### Extrait de page:
.....

Ramon Pipin fait tout à l’envers. La plupart des grands musiciens qui œuvrent dans le domaine de la musique populaire sont géniaux à 20 ans, psittacistes à 40 et pitoyables à 60.

Eh bien, Ramon, non content de produire deux albums d’excellente tenue en l’espace de quelques dizaines de mois*, et sans oublier qu’il avait été silencieux depuis des lustres, nous offre tout simplement avec “Qu’Est Ce Que C’est Beau”**, la meilleure chanson qu’il ait jamais écrite, et probablement une de celles qui seraient à épingler au firmament de la Chanson Française.

Ramon Pipin héritier de Georg Friedrich Haendel, qui l’eût cru ? Mais c’est, en effet, une inspiration venue du baroque qui illumine l’extraordinaire cadence dont le Quatuor Psoriasis nous gratifie. Il convient d’abord d’en citer les exécutants : Anne Gravoin au premier violon, David Braccini au second violon, Béatrice Muthelet à l’alto et Cyril Lacrouts au violoncelle. Ces cordes magiques vont être la colonne vertébrale de la chanson, loin des arrangements de violons sirupeux (et “romantiques”) de la musique moderne, qui ne les admet, le plus souvent, qu’en “accompagnement”. Il faut en remercier Vince Turquoiz, responsable de la Direction Musicale*** et des orchestrations, véritable bras droit de Ramon Pipin, dans cette affaire.

Le piano de Michel Amsellem se range vite derrière leur rythme impérieux, secondé par la basse de Marc Périer. Dès le 2ème couplet, la rigoureuse batterie de Franck Amand nous rappelle qu’on est bien dans le champ du rock n’roll.

.....

### Données fournies:
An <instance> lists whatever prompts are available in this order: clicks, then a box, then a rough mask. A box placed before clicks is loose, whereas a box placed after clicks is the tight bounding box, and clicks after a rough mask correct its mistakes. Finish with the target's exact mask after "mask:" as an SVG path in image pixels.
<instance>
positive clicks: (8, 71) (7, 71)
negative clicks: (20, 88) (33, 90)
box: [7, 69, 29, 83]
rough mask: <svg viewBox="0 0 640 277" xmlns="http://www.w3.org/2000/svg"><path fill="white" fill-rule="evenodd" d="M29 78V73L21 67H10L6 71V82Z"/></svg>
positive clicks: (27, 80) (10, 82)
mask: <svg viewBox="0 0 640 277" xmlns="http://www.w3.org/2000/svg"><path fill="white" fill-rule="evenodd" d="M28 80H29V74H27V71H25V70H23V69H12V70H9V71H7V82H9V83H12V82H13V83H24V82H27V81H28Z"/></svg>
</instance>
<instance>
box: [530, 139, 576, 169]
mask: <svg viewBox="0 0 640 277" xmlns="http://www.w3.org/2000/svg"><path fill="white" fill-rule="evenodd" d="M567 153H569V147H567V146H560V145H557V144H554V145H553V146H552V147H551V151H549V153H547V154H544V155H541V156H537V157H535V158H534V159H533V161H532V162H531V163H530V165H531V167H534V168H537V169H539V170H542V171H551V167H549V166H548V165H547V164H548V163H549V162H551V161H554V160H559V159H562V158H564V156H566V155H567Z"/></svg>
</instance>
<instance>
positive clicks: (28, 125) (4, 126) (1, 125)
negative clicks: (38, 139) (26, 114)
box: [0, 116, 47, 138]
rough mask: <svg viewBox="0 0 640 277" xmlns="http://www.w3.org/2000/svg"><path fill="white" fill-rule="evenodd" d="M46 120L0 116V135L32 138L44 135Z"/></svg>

.....

Extrayez de la critique sur Ramon Pipin le passage qui va de « Ramon Pipin fait » à « pitoyables à 60. », sans y changer un mot.

Ramon Pipin fait tout à l’envers. La plupart des grands musiciens qui œuvrent dans le domaine de la musique populaire sont géniaux à 20 ans, psittacistes à 40 et pitoyables à 60.